### EXTRAIT DE PAGE

On enregistre des signaux contradictoires venant d’Allemagne. Parfois, on la sent plutôt pacifiste, sur une ligne de retrait, de coopération. Parfois, au contraire, elle apparaît très en pointe dans la contestation ou dans l’affrontement avec la Russie. Cette ligne dure monte chaque jour en puissance. Steinmeier s’était fait accompagner par Fabius et Sikorski à Kiev. Merkel visite désormais seule le nouveau protectorat ukrainien.

Mais ce n’est pas que dans cet affrontement que l’Allemagne est en pointe. En l’espace de six mois, y compris durant les dernières semaines, alors qu’elle était déjà en conflit virtuel avec la Russie dans les plaines ukrainiennes, Merkel a humilié les Anglais en leur imposant, avec une incroyable grossièreté, Juncker comme président de la Commission. Chose encore plus extraordinaire, les Allemands ont commencé à affronter les Américains, en se servant d’une histoire d’espionnage par les États-Unis. C’est absolument incroyable quand on connaît l’imbrication des activités de renseignement américaines et allemandes depuis la guerre froide. Il apparaît d’ailleurs aujourd’hui que le BND, le service de renseignement allemand, espionne aussi, très normalement, les politiques américains. Au risque de choquer, je dirais que, compte tenu des ambiguïtés de la politique allemande à l’Est, je suis tout à fait favorable au monitoring par la CIA des responsables politiques allemands. J’espère d’ailleurs que les services de renseignement français font leur travail et participent à la surveillance d’une Allemagne de plus en plus active et aventureuse sur le plan international. Reste que cette agressivité antiaméricaine de l’Allemagne est un phénomène nouveau dont il faut tenir compte. Son style est fascinant. La façon dont les hommes politiques allemands ont parlé des Américains témoigne d’un profond mépris. Il existe un fond antiaméricain important outre-Rhin. J’avais eu l’occasion de le mesurer lors de la sortie de mon livre Après l’empire en allemand. Selon moi, il explique largement le succès de librairie exceptionnel de cette traduction.

Il y a déjà un moment que le gouvernement allemand se moque des remontrances américaines en matière de gestion économique. Contribuer à l’équilibre de la demande mondiale ? Et puis quoi encore ? L’Allemagne a son projet, de puissance plutôt que de bien-être : comprimer la demande en Allemagne, asservir les pays endettés du Sud, mettre au travail les Européens de l’Est, accorder quelques cacahuètes au système bancaire français, qui contrôle l’Élysée, etc.

Dans un premier temps, au moment de la prise de la Crimée, j’avais été plutôt sensible au rétablissement de la Russie : une puissance qui ne veut plus se laisser marcher sur les pieds et qui est capable de prendre des décisions. Actuellement, je constate que la Russie est fondamentalement une nation en stabilisation, et seulement en stabilisation, même si les gens en font le grand méchant loup.

### LIGNES FOURNIES
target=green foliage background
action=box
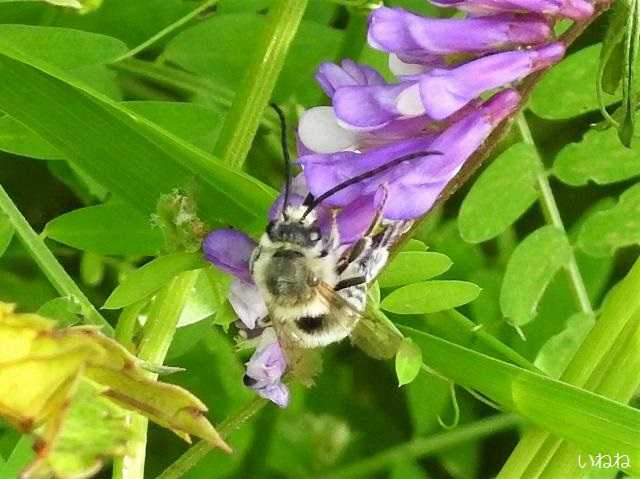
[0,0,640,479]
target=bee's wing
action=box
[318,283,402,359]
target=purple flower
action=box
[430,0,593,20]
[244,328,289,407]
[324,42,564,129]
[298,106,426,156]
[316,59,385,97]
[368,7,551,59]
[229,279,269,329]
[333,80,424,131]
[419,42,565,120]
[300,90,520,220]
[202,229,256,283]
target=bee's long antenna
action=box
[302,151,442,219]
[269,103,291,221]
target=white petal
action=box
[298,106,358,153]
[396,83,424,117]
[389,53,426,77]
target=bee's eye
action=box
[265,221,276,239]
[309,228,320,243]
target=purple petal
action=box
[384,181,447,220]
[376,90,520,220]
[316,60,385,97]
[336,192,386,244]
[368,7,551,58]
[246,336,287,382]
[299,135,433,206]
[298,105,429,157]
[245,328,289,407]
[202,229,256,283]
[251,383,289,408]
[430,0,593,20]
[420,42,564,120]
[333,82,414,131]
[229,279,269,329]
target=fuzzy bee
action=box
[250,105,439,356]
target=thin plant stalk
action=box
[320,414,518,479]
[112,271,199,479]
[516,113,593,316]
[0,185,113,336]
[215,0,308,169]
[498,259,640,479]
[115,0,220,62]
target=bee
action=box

### TRAVAIL À FAIRE
Recopiez mot pour mot le passage du texte sur la politique allemande qui va de « On enregistre des » à « nouveau protectorat ukrainien. ».

### RÉSULTAT OBTENU
On enregistre des signaux contradictoires venant d’Allemagne. Parfois, on la sent plutôt pacifiste, sur une ligne de retrait, de coopération. Parfois, au contraire, elle apparaît très en pointe dans la contestation ou dans l’affrontement avec la Russie. Cette ligne dure monte chaque jour en puissance. Steinmeier s’était fait accompagner par Fabius et Sikorski à Kiev. Merkel visite désormais seule le nouveau protectorat ukrainien.